> [TEXTE FOURNI]
☆ ☆ ☆ ☆ ☆

Monument commémoratif du Canada à Vimy

par Pépin, Carl

Vue d'ensemble du monument du Canada à Vimy, 2006

Vue d'ensemble du monument du Canada à Vimy, 2006

Le Monument commémoratif du Canada à Vimy est le plus important mémorial dédié à la mémoire de tous les soldats canadiens morts au champ d'honneur lors de la Première Guerre mondiale. Situé sur la crête de Vimy au nord de la France, le mémorial est l'attraction principale du terrain où s'est déroulée la bataille de Vimy du 9 au 12 avril 1917. Ce mémorial se veut également un rappel du sacrifice des militaires canadiens qui n'ont pas de sépultures connues. L'histoire, la portée symbolique et les nombreuses cérémonies commémoratives s'y rattachant font du mémorial de Vimy un lieu de mémoire de notoriété internationale.

 

Article available in English : Canadian National Vimy Memorial

Le mémorial : une description

Walter Allward, 1913

Walter Allward, 1913

Le Monument commémoratif du Canada à Vimy se situe sur la crête du même nom, à 8 kilomètres au nord d'Arras dans le département du Pas-de-Calais, près des localités de Vimy et de Neuville-Saint-Vaast. La crête de Vimy monte en pente graduelle sur sa façade ouest, tandis que sa pente est plus escarpée à l'est. Du nord au sud, elle couvre une distance de sept kilomètres. Le parc commémoratif aménagé au sommet occupe un espace de 250 acres. Au point le plus élevé, il est possible d'observer l'ensemble de la région du Pas-de-Calais dans un rayon de 35 kilomètres. Les vestiges de tranchées et les cratères laissés par les obus rappellent la violence exceptionnelle des combats qui s’y sont déroulés en 1917.

☆ ☆ ☆ ☆ ☆

[Extraits d'un jeu de données d'annotation de points]

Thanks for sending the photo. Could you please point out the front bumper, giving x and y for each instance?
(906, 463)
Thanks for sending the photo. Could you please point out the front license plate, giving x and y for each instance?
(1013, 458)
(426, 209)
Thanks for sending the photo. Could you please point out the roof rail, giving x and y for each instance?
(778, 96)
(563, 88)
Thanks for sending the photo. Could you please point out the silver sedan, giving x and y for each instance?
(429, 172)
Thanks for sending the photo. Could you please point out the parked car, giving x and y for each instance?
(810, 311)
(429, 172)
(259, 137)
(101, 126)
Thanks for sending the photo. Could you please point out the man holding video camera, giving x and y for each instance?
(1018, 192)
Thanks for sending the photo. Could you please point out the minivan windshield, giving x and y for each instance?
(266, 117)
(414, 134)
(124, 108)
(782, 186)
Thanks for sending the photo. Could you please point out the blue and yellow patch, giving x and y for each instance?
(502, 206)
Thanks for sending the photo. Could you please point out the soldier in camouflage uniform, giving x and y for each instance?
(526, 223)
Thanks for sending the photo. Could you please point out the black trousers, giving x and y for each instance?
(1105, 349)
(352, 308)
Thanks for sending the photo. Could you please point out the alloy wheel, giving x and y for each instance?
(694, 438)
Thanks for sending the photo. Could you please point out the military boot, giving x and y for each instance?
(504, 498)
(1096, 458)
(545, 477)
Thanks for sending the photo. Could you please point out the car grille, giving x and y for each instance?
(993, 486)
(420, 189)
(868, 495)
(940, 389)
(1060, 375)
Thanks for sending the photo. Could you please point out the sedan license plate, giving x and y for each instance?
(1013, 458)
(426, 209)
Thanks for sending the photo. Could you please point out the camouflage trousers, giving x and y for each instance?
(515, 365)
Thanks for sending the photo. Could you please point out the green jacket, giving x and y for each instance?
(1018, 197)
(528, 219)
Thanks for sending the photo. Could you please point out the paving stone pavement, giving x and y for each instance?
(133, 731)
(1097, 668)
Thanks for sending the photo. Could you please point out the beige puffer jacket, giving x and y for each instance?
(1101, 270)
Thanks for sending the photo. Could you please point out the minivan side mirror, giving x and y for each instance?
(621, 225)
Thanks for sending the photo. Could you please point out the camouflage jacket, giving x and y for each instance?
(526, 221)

☆ ☆ ☆ ☆ ☆

> [TRAVAIL DEMANDÉ]
**1)** D'après le texte sur le mémorial de Vimy, quelle superficie occupe le parc commémoratif aménagé au sommet de la crête ?
**2)** Recopiez le passage du texte sur le mémorial de Vimy compris entre « Article available in » et « déroulés en 1917. », bornes incluses.

> [CORRIGÉ]
**1)** Il occupe un espace de 250 acres.

**2)**
Article available in English : Canadian National Vimy Memorial

Le mémorial : une description

Walter Allward, 1913

Walter Allward, 1913

Le Monument commémoratif du Canada à Vimy se situe sur la crête du même nom, à 8 kilomètres au nord d'Arras dans le département du Pas-de-Calais, près des localités de Vimy et de Neuville-Saint-Vaast. La crête de Vimy monte en pente graduelle sur sa façade ouest, tandis que sa pente est plus escarpée à l'est. Du nord au sud, elle couvre une distance de sept kilomètres. Le parc commémoratif aménagé au sommet occupe un espace de 250 acres. Au point le plus élevé, il est possible d'observer l'ensemble de la région du Pas-de-Calais dans un rayon de 35 kilomètres. Les vestiges de tranchées et les cratères laissés par les obus rappellent la violence exceptionnelle des combats qui s’y sont déroulés en 1917.